(A run of records)
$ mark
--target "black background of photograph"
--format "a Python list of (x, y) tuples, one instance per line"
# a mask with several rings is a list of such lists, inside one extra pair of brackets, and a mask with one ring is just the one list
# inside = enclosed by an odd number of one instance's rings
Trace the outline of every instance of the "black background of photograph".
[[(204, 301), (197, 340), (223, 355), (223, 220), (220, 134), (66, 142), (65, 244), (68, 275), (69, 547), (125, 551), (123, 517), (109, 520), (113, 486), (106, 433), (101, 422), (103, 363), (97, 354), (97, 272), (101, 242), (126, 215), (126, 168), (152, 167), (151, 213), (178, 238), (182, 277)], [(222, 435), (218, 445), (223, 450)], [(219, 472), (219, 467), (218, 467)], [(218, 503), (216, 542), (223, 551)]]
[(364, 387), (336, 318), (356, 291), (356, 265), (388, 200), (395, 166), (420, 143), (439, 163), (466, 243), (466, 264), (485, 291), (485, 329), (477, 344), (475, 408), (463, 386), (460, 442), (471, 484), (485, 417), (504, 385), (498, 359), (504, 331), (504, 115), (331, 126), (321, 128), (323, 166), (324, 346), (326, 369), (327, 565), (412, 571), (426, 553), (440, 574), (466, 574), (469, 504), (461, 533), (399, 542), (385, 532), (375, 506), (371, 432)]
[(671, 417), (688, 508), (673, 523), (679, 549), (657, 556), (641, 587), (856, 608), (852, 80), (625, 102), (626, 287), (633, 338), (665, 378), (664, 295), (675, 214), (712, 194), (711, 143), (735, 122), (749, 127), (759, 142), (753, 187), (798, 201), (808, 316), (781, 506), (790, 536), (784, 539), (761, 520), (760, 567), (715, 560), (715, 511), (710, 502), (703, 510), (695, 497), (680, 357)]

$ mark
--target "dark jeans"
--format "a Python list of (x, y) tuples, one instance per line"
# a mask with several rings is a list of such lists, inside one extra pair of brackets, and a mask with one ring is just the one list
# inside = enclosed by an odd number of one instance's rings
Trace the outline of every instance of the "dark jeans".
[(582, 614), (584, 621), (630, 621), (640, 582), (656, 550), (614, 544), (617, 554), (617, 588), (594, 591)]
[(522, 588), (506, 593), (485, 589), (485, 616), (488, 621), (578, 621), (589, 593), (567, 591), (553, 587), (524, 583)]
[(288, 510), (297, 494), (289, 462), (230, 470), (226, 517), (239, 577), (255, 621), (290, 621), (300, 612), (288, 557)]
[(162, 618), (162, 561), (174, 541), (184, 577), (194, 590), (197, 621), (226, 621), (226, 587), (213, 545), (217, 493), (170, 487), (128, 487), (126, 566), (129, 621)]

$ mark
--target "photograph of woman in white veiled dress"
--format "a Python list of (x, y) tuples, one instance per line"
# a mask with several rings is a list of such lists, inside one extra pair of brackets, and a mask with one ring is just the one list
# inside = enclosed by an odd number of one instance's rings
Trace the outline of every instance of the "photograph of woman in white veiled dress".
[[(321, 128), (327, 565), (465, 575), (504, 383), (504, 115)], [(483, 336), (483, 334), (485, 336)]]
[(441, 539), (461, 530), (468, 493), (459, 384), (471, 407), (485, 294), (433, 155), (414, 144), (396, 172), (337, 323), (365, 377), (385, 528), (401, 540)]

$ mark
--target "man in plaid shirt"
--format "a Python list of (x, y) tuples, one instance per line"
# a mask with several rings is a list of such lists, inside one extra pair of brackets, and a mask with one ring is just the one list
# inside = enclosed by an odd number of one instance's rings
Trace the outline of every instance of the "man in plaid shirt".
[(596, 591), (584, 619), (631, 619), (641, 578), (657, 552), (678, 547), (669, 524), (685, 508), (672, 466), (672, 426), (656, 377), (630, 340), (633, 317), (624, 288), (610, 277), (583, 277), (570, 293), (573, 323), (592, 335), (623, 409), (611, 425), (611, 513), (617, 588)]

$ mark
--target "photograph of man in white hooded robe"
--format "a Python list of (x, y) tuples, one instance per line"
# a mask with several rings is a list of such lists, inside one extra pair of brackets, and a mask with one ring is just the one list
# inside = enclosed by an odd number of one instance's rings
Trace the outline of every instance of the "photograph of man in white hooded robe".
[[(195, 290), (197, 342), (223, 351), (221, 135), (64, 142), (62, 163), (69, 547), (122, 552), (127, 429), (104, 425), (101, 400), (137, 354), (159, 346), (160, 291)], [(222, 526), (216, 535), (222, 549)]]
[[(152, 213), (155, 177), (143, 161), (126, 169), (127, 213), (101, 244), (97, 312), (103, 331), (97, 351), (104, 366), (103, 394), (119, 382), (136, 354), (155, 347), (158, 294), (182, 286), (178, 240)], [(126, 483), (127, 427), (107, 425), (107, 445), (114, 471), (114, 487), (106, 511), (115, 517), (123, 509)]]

- **GIVEN TASK**: Rewrite the records above, changing "Trace the outline of every instance" to "Draw the contour around each instance" wherever it occurs and leaving every other line unchanged.

- **RESPONSE**:
$ mark
--target "black background of photograph"
--format "a Python list of (x, y) tuples, one instance per line"
# a mask with several rings is a list of such lists, inside one extra pair of brackets, and a mask with one ring is just the one list
# inside = enclosed by an odd number of one instance's rings
Draw the contour around each instance of the "black background of photograph".
[[(204, 301), (197, 340), (223, 355), (223, 220), (220, 134), (66, 142), (65, 244), (68, 275), (69, 547), (125, 551), (123, 517), (109, 520), (113, 486), (106, 433), (101, 422), (103, 363), (97, 354), (97, 272), (101, 242), (126, 215), (126, 168), (152, 167), (151, 213), (178, 238), (182, 277)], [(222, 435), (218, 445), (223, 450)], [(219, 472), (219, 467), (218, 467)], [(218, 503), (216, 542), (223, 551)]]
[(364, 387), (336, 318), (356, 291), (356, 265), (388, 200), (395, 166), (420, 143), (439, 163), (466, 243), (466, 264), (485, 291), (485, 329), (477, 344), (475, 408), (463, 386), (460, 442), (471, 484), (485, 417), (504, 385), (498, 359), (504, 331), (504, 115), (331, 126), (321, 128), (323, 166), (324, 346), (326, 369), (327, 565), (412, 571), (426, 553), (440, 574), (466, 574), (469, 504), (461, 533), (399, 542), (385, 532), (375, 506), (371, 432)]
[(671, 417), (688, 508), (673, 523), (679, 549), (657, 556), (641, 587), (856, 608), (852, 80), (625, 102), (626, 287), (633, 338), (665, 378), (664, 295), (675, 214), (712, 194), (711, 143), (735, 122), (749, 127), (759, 142), (753, 187), (798, 201), (808, 316), (781, 506), (790, 536), (784, 539), (761, 520), (760, 567), (715, 560), (715, 511), (710, 502), (703, 510), (695, 497), (680, 357)]

$ mark
--target "dark jeans"
--format "a Python list of (x, y) tuples, one instance per line"
# a mask with several rings is a list of such lists, inside one extra pair of brackets, and a mask with one ring is just the one list
# inside = enclosed by an odd number of one instance's rings
Draw the contour around each instance of the "dark jeans".
[(582, 614), (584, 621), (630, 621), (640, 582), (656, 550), (614, 544), (617, 554), (617, 588), (594, 591)]
[(522, 588), (506, 593), (485, 589), (485, 616), (488, 621), (578, 621), (589, 593), (567, 591), (553, 587), (524, 583)]
[(288, 510), (297, 494), (289, 462), (230, 470), (226, 517), (239, 577), (255, 621), (290, 621), (300, 612), (288, 557)]
[(162, 618), (162, 561), (174, 541), (184, 577), (194, 590), (197, 621), (226, 621), (226, 587), (213, 545), (217, 493), (170, 487), (128, 487), (126, 566), (129, 621)]

$ mark
--target "photograph of woman in white veiled dress"
--format "a Python list of (x, y) tuples, one instance per line"
# a mask with several rings is a list of such lists, inside one extra pair of brackets, and a mask with one ring is just the one list
# inside = enclosed by an odd number of one instance's rings
Draw the contour around each instance of the "photograph of woman in white veiled dress".
[[(321, 128), (327, 565), (465, 575), (504, 383), (504, 115)], [(483, 336), (483, 334), (485, 336)]]
[(441, 539), (461, 530), (468, 493), (459, 384), (471, 407), (485, 294), (433, 155), (414, 144), (396, 172), (337, 323), (365, 377), (385, 528), (401, 540)]

$ mark
--target "man in plaid shirt"
--format "a Python list of (x, y) tuples, one instance per line"
# a mask with several rings is a list of such lists, inside one extra pair of brackets, and a mask with one ring is just the one list
# inside = enclosed by an odd number of one instance's rings
Draw the contour around each instance of the "man in plaid shirt".
[(596, 591), (584, 619), (631, 619), (641, 578), (657, 552), (678, 547), (669, 524), (685, 508), (672, 466), (672, 426), (656, 377), (630, 340), (633, 317), (624, 288), (610, 277), (583, 277), (570, 293), (573, 323), (592, 335), (623, 409), (611, 425), (611, 513), (617, 588)]

$ mark
--target "photograph of man in white hooded robe"
--format "a Python list of (x, y) tuples, one instance per line"
# a mask with several rings is a list of such lists, inside one extra pair of brackets, and a mask with one ring is just the one list
# inside = enclosed by an odd number of one instance's rings
Draw the contour around each instance of the "photograph of man in white hooded robe".
[[(195, 290), (197, 342), (223, 351), (221, 135), (64, 142), (62, 163), (69, 547), (122, 552), (127, 429), (104, 425), (101, 400), (137, 354), (159, 346), (160, 291)], [(222, 526), (216, 535), (222, 549)]]
[[(152, 213), (155, 177), (143, 161), (126, 169), (127, 213), (101, 244), (97, 312), (103, 331), (97, 351), (104, 366), (103, 394), (119, 382), (136, 354), (155, 347), (158, 294), (182, 286), (178, 240)], [(126, 483), (127, 427), (107, 425), (107, 445), (114, 471), (114, 487), (106, 511), (115, 517), (123, 509)]]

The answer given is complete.